++++ Document segment ++++
Right now, we are about one-third of the way through our first semester “back on campus” and teachers are starting to ask for feedback. In which case the students in the classroom will reply with very vague and half honest responses of “I like in person better, but I guess it’s not that bad.”

The Truth is… We Don’t Like It.

Whether we are talking about a school that is doing entirely online learning, or doing a “hybrid” model, I can promise you that the students would prefer things be done the way that they were meant to be done. Face to face.

Let’s not forget that online learning isn’t really new at all at this point. We have all had the option to go to college online for a long time now, and in most cases it is cheaper to go that route. That should show us that there is a reason that students are still coming and paying tens of thousands of dollars to attend a school where they will be in the classroom.

There are actually probably hundreds of reasons for students to prefer their in person, physical location schools over online school. Each student is different, of course, and for each and every one of them, they could probably rattle off more reasons than I could fit into this article.

On that note though, allow me to dig into some of the benefits of learning face to face, and some of the issues we are having with virtual learning. Taking all of this from my own perspective as a student, and allowing you to draw the ties between everything.

The Benefits of Being on Campus.

1.) Social Interaction.

Social interaction definitely tops the list for myself and I’m sure most other students that want to be spending their time on campus.

College is really the opportunity for 18–24ish year olds to actually meet new people, make friends, and shoot their brains up with all sorts of feel good chemicals in the process.

College students are also at the age where they are looking to meet men and/or women. Let’s not ignore that. They want to fall in love, and they want to have sex. Maybe in that order, or maybe not. But for students, their college campus is like the jackpot when looking for people to hook up with.

2.) Structure.

At the tender age of 18, we still have absolutely no idea how to manage our day to day lives. Forget 18, actually… Most of us still don’t have this figured out by age 45.

Going to school in person provides students with a lot of structure that they really have no choice to work around. “Be here from this time to this time, and be here from this time to this time. We’ll tell you your next assignment in those time slots.”

I always think about this saying that I read back during my very first year of college:

The best thing about your first year of college is that nobody is telling you what to do.

The worst thing about your first year of college is that nobody is telling you what to do.

I have thought about this so many times ever since I read it, because it resonated so much with me at the time that I had read it.

When we are young adults, and going through these transitions in our lives, we end up in this paradox where we think we want more freedom, but then do everything that we can to get more direction and structure.

Virtual learning actually does provide us with more freedom, but that’s secretly not what anybody wants.

3.) It’s Real… ish.

Frankly, college is not the so called “real world” and you should not think that you have “adulting” figured out when you are an 18–22 year old college student.

Moving off to college does give you a better glimpse into real adult life than, well… rolling out of bed in the morning and flipping on a Zoom call.

Especially for those that actually move AWAY to college. It’s the opportunity to get out of your hometown and realize that there is a whole world out there.

You also start easing into other adult responsibilities like cooking your own food and doing your own laundry at college… although that’s a poor argument because there are much better ways to make that transition in your life.

Now Let’s Take a Look at the Problems with Online Learning.

1.) Technological Literacy.

The first and most noticeable issue that is being faced right now is the sheer amount of people that just can’t for the life of them figure out how to use devices.

  • “How do I turn my microphone on?”
  • “My webcam ‘isn’t working’ and I don’t know why.”
  • “Professor, the assignment you told us was due today closed three days ago on Moodle.”
++++
**Short task 1:** Rewrite the part of the article about campus and online learning starting with "Social interaction definitely" and going on through "2.) Structure.", putting "school grounds" wherever "campus" appears.
The entries have nothing to do with the article about campus and online learning.
++++ Dataset ++++
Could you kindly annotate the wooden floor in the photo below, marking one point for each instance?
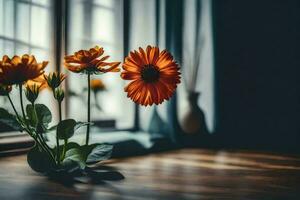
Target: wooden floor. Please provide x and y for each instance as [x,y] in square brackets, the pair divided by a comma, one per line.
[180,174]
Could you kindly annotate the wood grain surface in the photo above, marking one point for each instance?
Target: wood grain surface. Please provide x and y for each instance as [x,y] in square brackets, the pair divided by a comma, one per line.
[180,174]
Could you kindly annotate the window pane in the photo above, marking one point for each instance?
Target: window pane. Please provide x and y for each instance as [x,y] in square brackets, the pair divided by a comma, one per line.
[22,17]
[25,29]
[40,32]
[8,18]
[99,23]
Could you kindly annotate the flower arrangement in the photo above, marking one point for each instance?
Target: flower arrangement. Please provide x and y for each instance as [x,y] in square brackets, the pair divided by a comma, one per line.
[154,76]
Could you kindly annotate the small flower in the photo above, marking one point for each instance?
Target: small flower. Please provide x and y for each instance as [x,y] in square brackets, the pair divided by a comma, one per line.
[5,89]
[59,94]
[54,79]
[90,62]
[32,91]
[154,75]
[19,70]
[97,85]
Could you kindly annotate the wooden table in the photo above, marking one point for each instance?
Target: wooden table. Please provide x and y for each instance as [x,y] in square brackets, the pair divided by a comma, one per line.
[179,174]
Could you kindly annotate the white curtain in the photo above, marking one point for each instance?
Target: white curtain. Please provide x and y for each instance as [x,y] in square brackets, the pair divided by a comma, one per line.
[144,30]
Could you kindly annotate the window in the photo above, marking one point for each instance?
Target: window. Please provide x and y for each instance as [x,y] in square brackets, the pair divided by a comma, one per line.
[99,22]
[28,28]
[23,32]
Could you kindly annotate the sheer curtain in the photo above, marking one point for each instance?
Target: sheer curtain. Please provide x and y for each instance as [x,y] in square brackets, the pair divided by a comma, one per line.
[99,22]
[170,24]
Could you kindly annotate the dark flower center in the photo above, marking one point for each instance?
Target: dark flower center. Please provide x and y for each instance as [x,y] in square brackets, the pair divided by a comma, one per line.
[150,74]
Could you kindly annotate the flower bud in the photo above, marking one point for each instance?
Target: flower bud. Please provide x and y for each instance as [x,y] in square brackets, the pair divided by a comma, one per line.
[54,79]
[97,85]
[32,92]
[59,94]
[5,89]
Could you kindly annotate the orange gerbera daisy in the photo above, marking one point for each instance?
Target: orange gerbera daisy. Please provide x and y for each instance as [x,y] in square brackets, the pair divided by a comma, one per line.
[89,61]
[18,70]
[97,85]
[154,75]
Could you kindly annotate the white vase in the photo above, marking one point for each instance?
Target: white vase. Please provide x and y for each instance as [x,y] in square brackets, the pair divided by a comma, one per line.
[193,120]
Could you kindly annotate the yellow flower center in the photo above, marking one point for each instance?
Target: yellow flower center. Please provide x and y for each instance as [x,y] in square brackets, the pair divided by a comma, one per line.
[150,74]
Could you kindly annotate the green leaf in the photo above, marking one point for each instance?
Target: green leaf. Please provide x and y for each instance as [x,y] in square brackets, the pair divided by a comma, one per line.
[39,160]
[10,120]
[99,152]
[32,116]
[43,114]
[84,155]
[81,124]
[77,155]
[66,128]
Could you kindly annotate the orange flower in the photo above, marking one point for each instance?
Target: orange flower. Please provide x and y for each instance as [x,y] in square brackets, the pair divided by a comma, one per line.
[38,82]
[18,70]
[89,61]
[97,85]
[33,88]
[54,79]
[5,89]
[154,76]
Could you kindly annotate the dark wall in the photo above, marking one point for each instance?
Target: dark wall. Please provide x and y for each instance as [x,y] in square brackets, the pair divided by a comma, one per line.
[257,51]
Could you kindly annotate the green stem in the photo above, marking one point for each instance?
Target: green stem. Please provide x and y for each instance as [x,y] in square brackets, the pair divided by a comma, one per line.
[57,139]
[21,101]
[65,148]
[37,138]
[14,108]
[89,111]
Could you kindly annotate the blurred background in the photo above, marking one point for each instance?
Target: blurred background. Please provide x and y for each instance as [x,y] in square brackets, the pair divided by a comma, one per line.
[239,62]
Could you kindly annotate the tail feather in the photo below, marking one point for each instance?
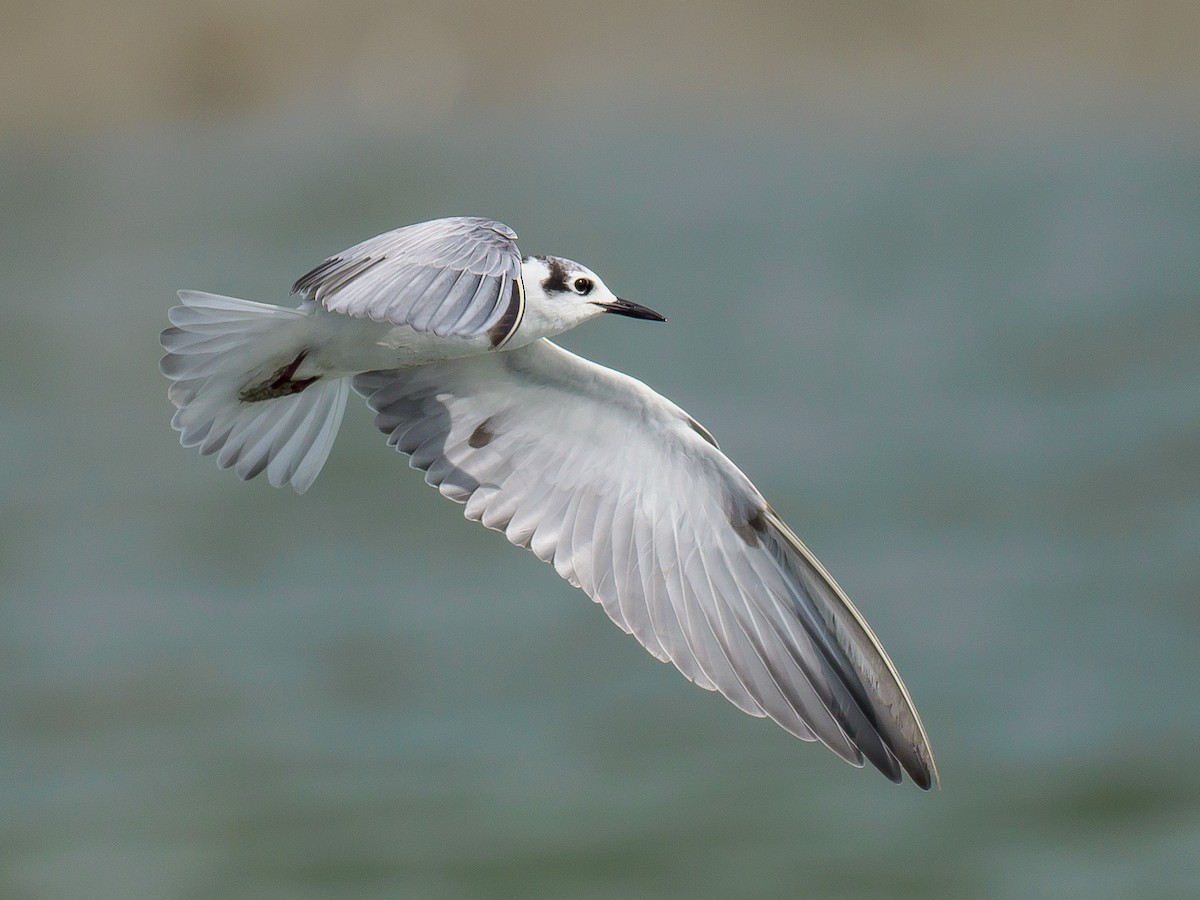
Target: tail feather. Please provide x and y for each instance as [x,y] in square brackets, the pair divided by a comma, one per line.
++++
++++ Dataset ++++
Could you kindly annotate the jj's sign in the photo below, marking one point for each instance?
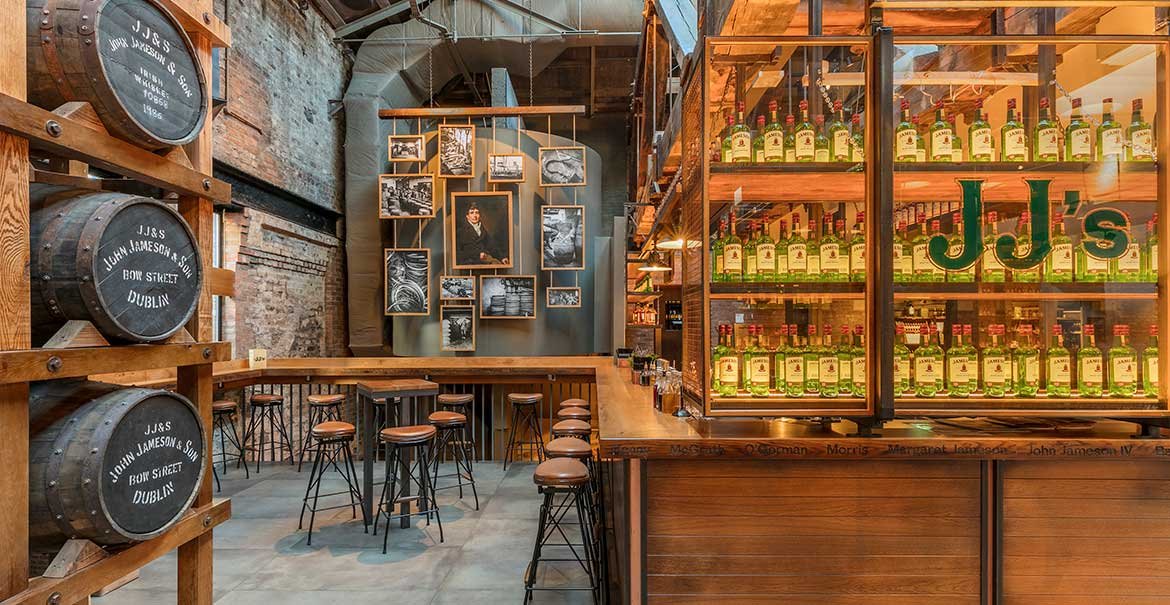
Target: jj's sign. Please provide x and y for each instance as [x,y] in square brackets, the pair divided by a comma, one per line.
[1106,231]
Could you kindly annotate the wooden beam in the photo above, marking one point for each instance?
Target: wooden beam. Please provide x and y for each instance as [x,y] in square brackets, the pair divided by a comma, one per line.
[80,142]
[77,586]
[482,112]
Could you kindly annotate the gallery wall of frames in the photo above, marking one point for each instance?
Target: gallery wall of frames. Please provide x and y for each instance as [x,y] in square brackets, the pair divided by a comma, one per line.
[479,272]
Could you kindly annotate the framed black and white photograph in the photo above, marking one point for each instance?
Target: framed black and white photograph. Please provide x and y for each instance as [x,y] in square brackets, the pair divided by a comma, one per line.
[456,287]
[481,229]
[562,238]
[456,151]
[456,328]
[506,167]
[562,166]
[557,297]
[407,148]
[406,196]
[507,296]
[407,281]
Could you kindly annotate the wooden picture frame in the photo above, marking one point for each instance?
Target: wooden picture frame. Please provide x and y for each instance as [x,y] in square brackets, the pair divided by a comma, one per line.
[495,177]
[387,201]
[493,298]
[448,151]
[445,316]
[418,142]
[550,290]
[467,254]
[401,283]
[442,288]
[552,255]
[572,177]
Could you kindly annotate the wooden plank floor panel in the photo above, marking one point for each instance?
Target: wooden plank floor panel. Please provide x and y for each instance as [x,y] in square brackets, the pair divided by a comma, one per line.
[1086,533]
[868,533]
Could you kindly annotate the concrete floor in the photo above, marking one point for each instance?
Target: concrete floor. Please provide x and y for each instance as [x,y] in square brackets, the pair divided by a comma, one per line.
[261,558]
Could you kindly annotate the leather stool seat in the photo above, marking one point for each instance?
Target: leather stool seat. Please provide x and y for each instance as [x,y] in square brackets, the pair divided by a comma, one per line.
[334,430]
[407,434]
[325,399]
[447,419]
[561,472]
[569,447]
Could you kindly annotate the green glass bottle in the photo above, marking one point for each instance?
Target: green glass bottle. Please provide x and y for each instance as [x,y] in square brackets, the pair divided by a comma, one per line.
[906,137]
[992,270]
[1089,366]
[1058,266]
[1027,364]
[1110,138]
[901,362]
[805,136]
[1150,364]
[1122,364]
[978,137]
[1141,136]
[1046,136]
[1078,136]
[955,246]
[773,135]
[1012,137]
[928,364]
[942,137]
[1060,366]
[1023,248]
++++
**Short task 2:** How many lines of the entries contain the string "below"? Give only the number.

**Written solution 1:**
Social interaction definitely tops the list for myself and I’m sure most other students that want to be spending their time on school grounds.

College is really the opportunity for 18–24ish year olds to actually meet new people, make friends, and shoot their brains up with all sorts of feel good chemicals in the process.

College students are also at the age where they are looking to meet men and/or women. Let’s not ignore that. They want to fall in love, and they want to have sex. Maybe in that order, or maybe not. But for students, their college school grounds is like the jackpot when looking for people to hook up with.

2.) Structure.

**Written solution 2:** 3